-------- Records supplied

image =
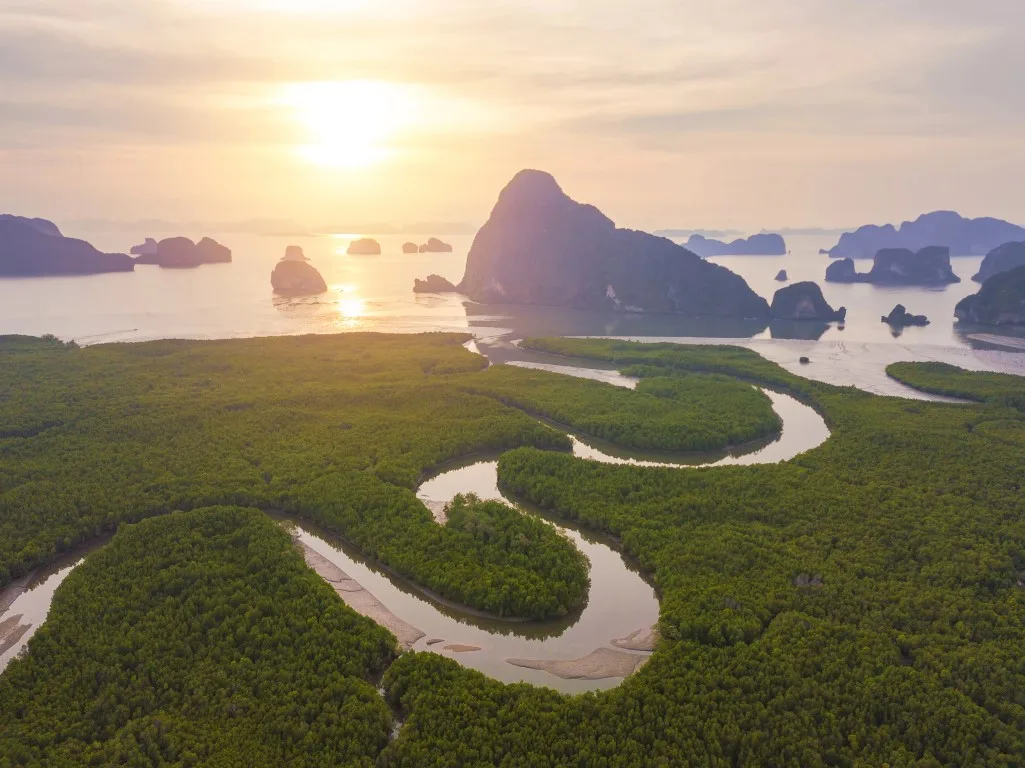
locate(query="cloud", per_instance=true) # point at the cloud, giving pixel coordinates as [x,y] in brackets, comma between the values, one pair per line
[560,82]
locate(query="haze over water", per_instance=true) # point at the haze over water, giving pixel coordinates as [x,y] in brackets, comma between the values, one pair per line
[374,293]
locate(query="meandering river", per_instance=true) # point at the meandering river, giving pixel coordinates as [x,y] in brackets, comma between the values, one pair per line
[592,648]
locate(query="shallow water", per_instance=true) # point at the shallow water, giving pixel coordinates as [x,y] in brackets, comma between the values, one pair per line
[33,597]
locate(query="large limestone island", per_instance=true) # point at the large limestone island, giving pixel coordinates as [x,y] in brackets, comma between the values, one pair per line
[931,266]
[965,237]
[805,301]
[540,247]
[180,252]
[1000,301]
[1001,258]
[755,245]
[35,247]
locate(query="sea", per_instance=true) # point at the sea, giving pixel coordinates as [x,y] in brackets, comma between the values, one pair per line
[374,293]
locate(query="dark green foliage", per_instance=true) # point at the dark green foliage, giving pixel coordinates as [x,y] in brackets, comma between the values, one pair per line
[696,412]
[336,430]
[197,639]
[940,378]
[859,606]
[516,544]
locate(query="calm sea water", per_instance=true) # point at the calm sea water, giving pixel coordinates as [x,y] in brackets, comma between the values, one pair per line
[375,293]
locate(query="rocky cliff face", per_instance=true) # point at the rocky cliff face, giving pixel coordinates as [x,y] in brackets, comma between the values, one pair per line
[36,247]
[756,245]
[965,237]
[541,247]
[804,301]
[42,226]
[1002,258]
[1000,301]
[930,266]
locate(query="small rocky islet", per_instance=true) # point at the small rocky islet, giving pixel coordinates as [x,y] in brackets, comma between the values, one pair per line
[962,237]
[1002,258]
[294,276]
[901,318]
[180,252]
[929,266]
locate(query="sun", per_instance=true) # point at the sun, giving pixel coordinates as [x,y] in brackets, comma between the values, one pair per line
[351,124]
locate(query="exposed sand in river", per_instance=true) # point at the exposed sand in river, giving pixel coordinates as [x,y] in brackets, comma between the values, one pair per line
[360,600]
[642,640]
[11,631]
[12,592]
[600,664]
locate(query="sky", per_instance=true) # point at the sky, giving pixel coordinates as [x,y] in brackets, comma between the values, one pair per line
[719,114]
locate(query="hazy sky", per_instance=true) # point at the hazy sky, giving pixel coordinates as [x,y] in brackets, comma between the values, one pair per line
[664,113]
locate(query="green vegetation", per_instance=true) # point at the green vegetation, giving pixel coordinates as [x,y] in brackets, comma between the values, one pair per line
[336,430]
[940,378]
[516,544]
[197,639]
[859,606]
[686,413]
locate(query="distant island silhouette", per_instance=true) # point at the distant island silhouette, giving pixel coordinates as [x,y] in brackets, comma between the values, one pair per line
[35,247]
[930,266]
[755,245]
[965,237]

----------------

Exercise brief
Reproduce all of the material exactly, apart from the pictures.

The answer
image =
locate(query="cloud", per_instance=true) # point at the cloud, giving pixel coordinates as [x,y] in brackets, comma between the values, one pair per line
[560,82]
locate(query="haze over water", per_instance=true) # point at the haze over water, giving pixel coordinates as [x,y] in brackets, comma between the values, one pair per line
[374,293]
locate(query="meandering river", per_instance=true) # point at the meandering river, giving pixel coordinates as [x,y] in brackets, comma between the values, one pair per line
[592,648]
locate(query="shallow water", per_instance=true) # point at the shallow water, giving pixel coordinates as [x,y] in brackets, comma between the values, one pair per line
[33,597]
locate(query="large limestone island", per_instance=true) # point at the large limestone island, giving pixel coordinates as [x,y] in brackets, comma between the values, one pair per line
[931,266]
[965,237]
[805,301]
[540,247]
[180,252]
[1000,301]
[1001,258]
[755,245]
[35,247]
locate(query="sea", per_instance=true) # point at the sea, giving pixel coordinates as [x,y] in brackets, comma between the values, one pair per line
[374,293]
locate(query="dark green foliage", per_instance=true) # point at the dark green foliage, giving pixel coordinates as [x,y] in brackets, comma between the values, one pair per line
[696,412]
[336,430]
[197,639]
[940,378]
[859,606]
[516,544]
locate(query="calm sea water", per_instance=true) # point at the calm sea water, giving pixel coordinates as [x,y] in brackets, comma between the values, one pair per line
[375,293]
locate(query="rocky cliff face", per_instance=true) # point at the rocky cliff face, giving pixel coordinates as [x,y] in brackets, comma between the values, one pair per line
[36,247]
[756,245]
[965,237]
[541,247]
[804,301]
[42,226]
[1002,258]
[1000,301]
[930,266]
locate(query="small rocky islet", per_instance=true) # point at the small rocky islet, giving pixel coordinates as [x,y] in brackets, comma between the values, one pair per line
[962,237]
[1002,258]
[294,276]
[901,318]
[180,252]
[929,266]
locate(query="sun", per_instance=true) # point at the sun, giving pixel coordinates as [x,y] in brackets, comma between the values, one pair per line
[351,124]
locate(query="exposed sand in river", per_instance=true) # point at the exposed sand in river, giving pixel coordinates as [x,y] in brackets, comma between the values, one pair per line
[360,600]
[642,640]
[11,631]
[12,592]
[600,664]
locate(query="sky", per_instance=true) # point at the sky, giving pixel coordinates as [x,y] in brackets, comma between the values, one pair per line
[719,114]
locate(query="hazy sky", per_instance=true) # point at the hazy sky, giving pixel coordinates as [x,y] in brackets, comma between the values, one pair per line
[664,113]
locate(query="green vegetation", per_instance=true) # point at the green vegetation, giving pixel coordinates as [x,y] in brackets, comma between the values, one pair per line
[336,430]
[940,378]
[516,544]
[197,639]
[859,606]
[686,413]
locate(query="distant island silhouette", per_instance=true) # point at the distant island silhouette, giving pixel coordinates as [x,y] in brackets, comma between the values, one pair per line
[35,247]
[930,266]
[755,245]
[965,237]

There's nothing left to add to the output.